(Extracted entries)
####

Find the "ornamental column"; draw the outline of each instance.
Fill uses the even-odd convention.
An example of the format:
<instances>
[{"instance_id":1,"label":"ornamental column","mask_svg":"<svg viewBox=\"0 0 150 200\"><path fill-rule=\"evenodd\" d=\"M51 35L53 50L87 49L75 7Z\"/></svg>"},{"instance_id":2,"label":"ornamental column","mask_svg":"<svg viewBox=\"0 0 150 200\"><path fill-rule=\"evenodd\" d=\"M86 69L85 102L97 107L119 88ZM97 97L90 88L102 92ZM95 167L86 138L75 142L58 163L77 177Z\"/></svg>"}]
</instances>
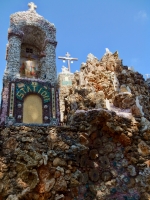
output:
<instances>
[{"instance_id":1,"label":"ornamental column","mask_svg":"<svg viewBox=\"0 0 150 200\"><path fill-rule=\"evenodd\" d=\"M20 77L20 51L21 51L21 40L23 32L19 30L8 30L8 46L7 46L7 66L4 73L4 79L13 79Z\"/></svg>"},{"instance_id":2,"label":"ornamental column","mask_svg":"<svg viewBox=\"0 0 150 200\"><path fill-rule=\"evenodd\" d=\"M56 83L57 72L56 72L56 48L57 42L51 39L45 40L44 52L46 56L41 60L41 78Z\"/></svg>"}]
</instances>

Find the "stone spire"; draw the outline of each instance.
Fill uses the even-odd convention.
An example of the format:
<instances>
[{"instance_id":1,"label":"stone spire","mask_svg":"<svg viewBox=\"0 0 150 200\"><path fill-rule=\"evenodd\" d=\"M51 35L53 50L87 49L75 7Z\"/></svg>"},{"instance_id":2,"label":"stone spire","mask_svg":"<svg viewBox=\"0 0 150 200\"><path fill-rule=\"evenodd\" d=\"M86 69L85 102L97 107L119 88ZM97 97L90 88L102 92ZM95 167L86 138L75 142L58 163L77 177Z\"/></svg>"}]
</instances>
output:
<instances>
[{"instance_id":1,"label":"stone spire","mask_svg":"<svg viewBox=\"0 0 150 200\"><path fill-rule=\"evenodd\" d=\"M37 6L33 2L28 3L28 6L31 11L35 11L37 9Z\"/></svg>"}]
</instances>

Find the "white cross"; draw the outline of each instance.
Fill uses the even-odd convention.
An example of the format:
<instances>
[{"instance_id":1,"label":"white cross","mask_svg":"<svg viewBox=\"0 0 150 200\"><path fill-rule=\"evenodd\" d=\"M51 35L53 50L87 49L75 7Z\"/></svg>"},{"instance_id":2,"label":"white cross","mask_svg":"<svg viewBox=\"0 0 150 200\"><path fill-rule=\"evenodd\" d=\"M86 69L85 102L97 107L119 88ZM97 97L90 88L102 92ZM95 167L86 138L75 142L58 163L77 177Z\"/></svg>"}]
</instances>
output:
<instances>
[{"instance_id":1,"label":"white cross","mask_svg":"<svg viewBox=\"0 0 150 200\"><path fill-rule=\"evenodd\" d=\"M28 3L28 6L29 6L29 10L35 10L37 8L37 6L33 2Z\"/></svg>"},{"instance_id":2,"label":"white cross","mask_svg":"<svg viewBox=\"0 0 150 200\"><path fill-rule=\"evenodd\" d=\"M150 74L145 74L145 75L146 75L146 78L148 79Z\"/></svg>"},{"instance_id":3,"label":"white cross","mask_svg":"<svg viewBox=\"0 0 150 200\"><path fill-rule=\"evenodd\" d=\"M67 52L65 57L59 56L58 59L61 59L63 61L68 61L68 71L70 72L70 63L72 63L73 60L78 60L78 58L70 58L70 54Z\"/></svg>"}]
</instances>

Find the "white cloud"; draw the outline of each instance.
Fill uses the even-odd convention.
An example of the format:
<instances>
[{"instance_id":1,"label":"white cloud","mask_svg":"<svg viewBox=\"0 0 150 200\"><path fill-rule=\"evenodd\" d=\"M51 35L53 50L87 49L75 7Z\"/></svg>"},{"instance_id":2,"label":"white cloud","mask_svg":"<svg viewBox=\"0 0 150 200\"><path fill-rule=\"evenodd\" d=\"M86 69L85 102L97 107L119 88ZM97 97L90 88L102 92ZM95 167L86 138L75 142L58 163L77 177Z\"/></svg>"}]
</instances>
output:
<instances>
[{"instance_id":1,"label":"white cloud","mask_svg":"<svg viewBox=\"0 0 150 200\"><path fill-rule=\"evenodd\" d=\"M135 20L148 20L148 15L145 10L140 10L137 15L135 16Z\"/></svg>"}]
</instances>

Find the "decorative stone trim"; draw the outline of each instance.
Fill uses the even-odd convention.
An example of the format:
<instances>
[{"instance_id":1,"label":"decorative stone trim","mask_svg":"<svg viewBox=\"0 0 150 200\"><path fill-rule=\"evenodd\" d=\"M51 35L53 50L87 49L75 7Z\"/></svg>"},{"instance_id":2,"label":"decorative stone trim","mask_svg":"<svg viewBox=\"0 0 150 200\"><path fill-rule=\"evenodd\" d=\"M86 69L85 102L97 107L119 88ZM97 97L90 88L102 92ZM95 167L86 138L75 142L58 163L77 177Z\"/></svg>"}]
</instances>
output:
<instances>
[{"instance_id":1,"label":"decorative stone trim","mask_svg":"<svg viewBox=\"0 0 150 200\"><path fill-rule=\"evenodd\" d=\"M55 119L56 118L56 99L55 99L55 89L54 88L52 88L51 89L51 91L52 91L52 117L53 117L53 119Z\"/></svg>"},{"instance_id":2,"label":"decorative stone trim","mask_svg":"<svg viewBox=\"0 0 150 200\"><path fill-rule=\"evenodd\" d=\"M10 102L9 102L9 117L13 117L13 114L14 114L14 96L15 96L15 83L11 83Z\"/></svg>"}]
</instances>

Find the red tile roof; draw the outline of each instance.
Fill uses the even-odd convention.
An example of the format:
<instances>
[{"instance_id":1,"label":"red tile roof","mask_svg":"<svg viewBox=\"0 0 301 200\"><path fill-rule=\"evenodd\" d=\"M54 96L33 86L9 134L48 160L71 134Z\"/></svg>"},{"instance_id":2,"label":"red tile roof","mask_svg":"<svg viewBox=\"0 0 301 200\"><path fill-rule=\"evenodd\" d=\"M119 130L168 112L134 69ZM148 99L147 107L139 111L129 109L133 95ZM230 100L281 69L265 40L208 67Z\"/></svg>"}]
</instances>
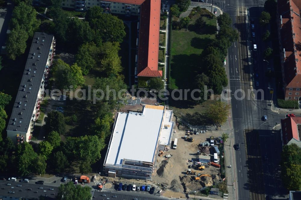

####

:: Aim of the task ::
Identify each line in the entries above that contains the word "outline", and copy every such line.

:: Full solution ::
Find the "ornamental column"; draw the outline of each instance.
Find the "stone spire"; draw the outline of each instance.
Find the "white cross"; draw the outline of each instance.
Find the "white cloud"; draw the outline of each instance.
Find the "decorative stone trim"; draw the outline of each instance.
Find the red tile roof; draw the outline of each instance.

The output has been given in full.